Investigating Data in Memcached

Category: Databases, Systemsjgoulah @ 9:58 PM

Intro

Almost every company I can think of uses Memcached at some layer of their stack, however I haven’t until recently found a great way to take a snapshot of the keys in memory and their associated metadata such as expire time, LRU time, the value size and whether its been expired or flushed. The tool to do this is called peep

Installing Peep

The main thing about installing peep is that you have to compile memcached with debugging symbols. Not really a big deal though. First thing you’ll want to do is install libevent

$ wget http://monkey.org/~provos/libevent-1.4.11-stable.tar.gz
$ tar xzvf libevent-1.4.11-stable.tar.gz
$ cd libevent-1.4.11-stable
$ ./configure
$ make
$ sudo make install

Now grab memcached

$ wget http://memcached.googlecode.com/files/memcached-1.2.8.tar.gz
$ tar xzvf memcached-1.2.8.tar.gz
$ cd memcached-1.2.8
$ CFLAGS='-g' ./configure --enable-threads
$ make
$ sudo make install

Note the configure line on this one sets the -g flag which enables debug symbols. Now move this directory somewhere standard like /usr/local/src because we’ll need to reference it when installing peep

$ sudo mv memcached-1.2.8 /usr/local/src

Ok, now for peep, which is written in ruby. If you don’t have rubygems you need that and the ruby headers. Just use your package management system for this. I happened to be on a CentOS box so I ran

$ sudo yum install rubygems.noarch
$ sudo yum install ruby-devel.i386

Finally you can install peep

$ sudo gem install peep -- --with-memcached-include=/usr/local/bin/memcached-1.2.8

Using Peep

Finally you can actually use this thing, you just give it the running memcached process pid

$ sudo peep --pretty `cat /var/run/memcached/memcached.pid`

Here’s a snippet of what peep can show us in its “pretty” mode

      time |   exptime |  nbytes | nsuffix | it_f | clsid | nkey |                           key | exprd | flushd
       485 |       785 |   17925 |      10 | link |    25 |   64 |  "post.ordered-posts1-03afdb" |  true |  false
       537 |       721 |   16991 |      10 | link |    24 |   63 |  "post.ordered-posts1-03bd6"  |  true |  false
       240 |      3684 |     434 |       8 | link |     9 |   22 |  "channel.channel.105.v1"     | false |  false
       241 |      3687 |   27286 |      10 | link |    27 |   55 |  "post.post_count-fec35129"   | false |  false
       538 |      4022 |    3223 |       9 | link |    17 |   55 |  "post.post_count-2ff57a7"    | false |  false
       538 |      4024 |   17169 |      10 | link |    25 |   55 |  "post.post_count-2ba928998d" | false |  false
       241 |      3686 |   10763 |      10 | link |    22 |   55 |  "post.post_count-3879a24011" | false |  false
        25 |       320 |    8874 |       9 | link |    22 |   22 |  "channel.posterframes.4"     |  true |  false

Putting the Data Into MySQL

The above is not the easiest thing to analyze, especially if you have a lot of data in cache. But we can easily load it in to MySQL so that we can run queries on it.

• _EXERCISE DATA_
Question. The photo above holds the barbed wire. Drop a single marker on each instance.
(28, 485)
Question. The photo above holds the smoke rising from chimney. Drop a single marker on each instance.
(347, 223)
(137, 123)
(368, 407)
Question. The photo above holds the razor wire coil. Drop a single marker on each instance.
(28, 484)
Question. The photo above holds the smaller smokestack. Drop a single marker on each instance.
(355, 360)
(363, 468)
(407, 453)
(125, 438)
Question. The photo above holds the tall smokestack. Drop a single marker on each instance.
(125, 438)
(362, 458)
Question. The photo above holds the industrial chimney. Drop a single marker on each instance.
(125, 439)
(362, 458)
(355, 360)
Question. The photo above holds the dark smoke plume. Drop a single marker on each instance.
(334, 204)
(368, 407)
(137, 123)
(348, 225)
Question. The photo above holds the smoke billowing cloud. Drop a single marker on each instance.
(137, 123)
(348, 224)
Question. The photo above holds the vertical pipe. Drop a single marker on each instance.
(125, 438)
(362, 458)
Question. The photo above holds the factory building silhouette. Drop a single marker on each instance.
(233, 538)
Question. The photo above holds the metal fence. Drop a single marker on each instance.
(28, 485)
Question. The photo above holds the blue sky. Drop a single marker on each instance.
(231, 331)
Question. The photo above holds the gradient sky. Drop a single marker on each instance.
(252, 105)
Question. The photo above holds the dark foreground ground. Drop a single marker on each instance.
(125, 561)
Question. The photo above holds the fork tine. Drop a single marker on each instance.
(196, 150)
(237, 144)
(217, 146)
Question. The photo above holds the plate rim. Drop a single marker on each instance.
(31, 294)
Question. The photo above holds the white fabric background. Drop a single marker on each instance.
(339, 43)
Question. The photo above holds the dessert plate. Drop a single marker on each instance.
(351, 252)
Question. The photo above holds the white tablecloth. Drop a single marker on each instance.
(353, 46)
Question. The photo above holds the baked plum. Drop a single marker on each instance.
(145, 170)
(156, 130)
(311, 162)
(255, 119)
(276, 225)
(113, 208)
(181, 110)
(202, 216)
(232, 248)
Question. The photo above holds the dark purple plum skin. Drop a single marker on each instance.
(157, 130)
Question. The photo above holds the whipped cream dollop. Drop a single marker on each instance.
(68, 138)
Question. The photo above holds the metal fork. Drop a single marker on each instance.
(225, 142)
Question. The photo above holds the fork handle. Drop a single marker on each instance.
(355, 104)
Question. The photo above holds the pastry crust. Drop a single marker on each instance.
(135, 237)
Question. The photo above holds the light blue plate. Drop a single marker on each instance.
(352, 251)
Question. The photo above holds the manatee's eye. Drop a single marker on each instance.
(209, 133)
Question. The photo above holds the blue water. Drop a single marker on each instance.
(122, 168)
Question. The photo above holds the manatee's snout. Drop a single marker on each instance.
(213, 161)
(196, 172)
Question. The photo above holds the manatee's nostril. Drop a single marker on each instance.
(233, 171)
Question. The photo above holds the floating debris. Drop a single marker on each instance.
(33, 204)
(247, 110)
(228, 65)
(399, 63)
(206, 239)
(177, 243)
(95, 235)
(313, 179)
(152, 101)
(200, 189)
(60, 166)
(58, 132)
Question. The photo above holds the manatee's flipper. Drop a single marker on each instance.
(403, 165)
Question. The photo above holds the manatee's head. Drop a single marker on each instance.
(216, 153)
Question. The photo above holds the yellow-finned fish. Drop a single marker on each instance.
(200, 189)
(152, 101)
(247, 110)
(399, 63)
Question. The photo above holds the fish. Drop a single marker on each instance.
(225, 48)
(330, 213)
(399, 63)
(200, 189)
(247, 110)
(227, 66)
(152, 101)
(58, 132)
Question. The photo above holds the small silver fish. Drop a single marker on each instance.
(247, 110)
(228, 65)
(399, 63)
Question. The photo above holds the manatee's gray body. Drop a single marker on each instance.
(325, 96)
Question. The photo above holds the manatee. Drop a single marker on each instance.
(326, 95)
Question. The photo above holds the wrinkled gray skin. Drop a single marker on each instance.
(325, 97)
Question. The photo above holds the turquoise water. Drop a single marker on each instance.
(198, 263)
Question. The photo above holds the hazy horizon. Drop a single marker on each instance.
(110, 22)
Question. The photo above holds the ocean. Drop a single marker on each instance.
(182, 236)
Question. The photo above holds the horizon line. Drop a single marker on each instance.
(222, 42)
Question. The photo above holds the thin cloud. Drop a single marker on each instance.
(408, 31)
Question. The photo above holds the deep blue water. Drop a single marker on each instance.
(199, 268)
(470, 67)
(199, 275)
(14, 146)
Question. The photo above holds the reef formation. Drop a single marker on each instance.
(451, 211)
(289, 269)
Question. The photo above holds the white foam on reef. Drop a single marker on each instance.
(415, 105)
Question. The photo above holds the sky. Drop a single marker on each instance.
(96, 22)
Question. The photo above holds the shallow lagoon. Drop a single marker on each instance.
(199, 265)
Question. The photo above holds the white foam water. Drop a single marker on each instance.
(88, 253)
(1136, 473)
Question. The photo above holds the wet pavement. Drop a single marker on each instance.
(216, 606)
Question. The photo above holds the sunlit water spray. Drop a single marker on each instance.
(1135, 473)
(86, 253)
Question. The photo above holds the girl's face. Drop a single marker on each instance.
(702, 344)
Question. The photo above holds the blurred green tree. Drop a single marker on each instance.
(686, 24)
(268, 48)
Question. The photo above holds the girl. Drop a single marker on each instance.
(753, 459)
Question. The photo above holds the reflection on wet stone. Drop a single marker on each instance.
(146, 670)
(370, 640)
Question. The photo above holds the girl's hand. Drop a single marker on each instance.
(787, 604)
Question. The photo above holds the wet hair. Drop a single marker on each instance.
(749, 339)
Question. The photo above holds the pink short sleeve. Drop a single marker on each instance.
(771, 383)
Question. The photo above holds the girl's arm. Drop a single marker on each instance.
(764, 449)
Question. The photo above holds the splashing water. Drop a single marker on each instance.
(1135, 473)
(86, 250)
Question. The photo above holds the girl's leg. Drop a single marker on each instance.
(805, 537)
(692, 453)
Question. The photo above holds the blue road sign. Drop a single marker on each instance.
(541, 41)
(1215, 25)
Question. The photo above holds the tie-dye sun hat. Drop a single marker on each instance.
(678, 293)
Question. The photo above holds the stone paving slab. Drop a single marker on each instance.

• _TO DO_
#1 Report every line of the records that contains the string "horizon", matching case exactly.
#2 Continue the post on investigating Memcached data, picking up after its last sentence.

• _TASK-BY-TASK ANSWERS_
#1
Question. The photo above holds the hazy horizon. Drop a single marker on each instance.
Question. The photo above holds the horizon line. Drop a single marker on each instance.

#2
First create the db and permissions

mysql> create database peep;
mysql> grant all on peep.* to peep@'localhost' identified by 'peep4u';

Then a table to store the output of the peep snapshot

mysql> CREATE TABLE `entries` (
  `lru_time` int(11) DEFAULT NULL,
  `expires_at_time` int(11) DEFAULT NULL,
  `value_size` int(11) DEFAULT NULL,
  `suffix_size` int(11) DEFAULT NULL,
  `it_flag` varchar(255) DEFAULT NULL,
  `class_id` int(11) DEFAULT NULL,
  `key_size` int(11) DEFAULT NULL,
  `key_name` varchar(255) DEFAULT NULL,
  `is_expired` varchar(255) DEFAULT NULL,
  `is_flushed` varchar(255) DEFAULT NULL
) ENGINE=InnoDB DEFAULT CHARSET=utf8;

Now run peep and output the data in “ugly” format into a file

$ sudo peep --ugly `cat /var/run/memcached/memcached.pid` > peep.out

And now you can load it into your entries table

mysql> load data local infile '/tmp/peep.out' into table entries fields terminated by ' | ' lines terminated by '\n';
Query OK, 177 rows affected (0.01 sec)
Records: 177  Deleted: 0  Skipped: 0  Warnings: 0

I’m only loading a small dev install of memcahed but if you are running this on production you’d be importing many more rows. Luckily load data infile is sufficiently optimized to input large datasets. Somewhat unfortunately however, peep makes memcached block while its taking its snapshot, which can take a bit of time in production.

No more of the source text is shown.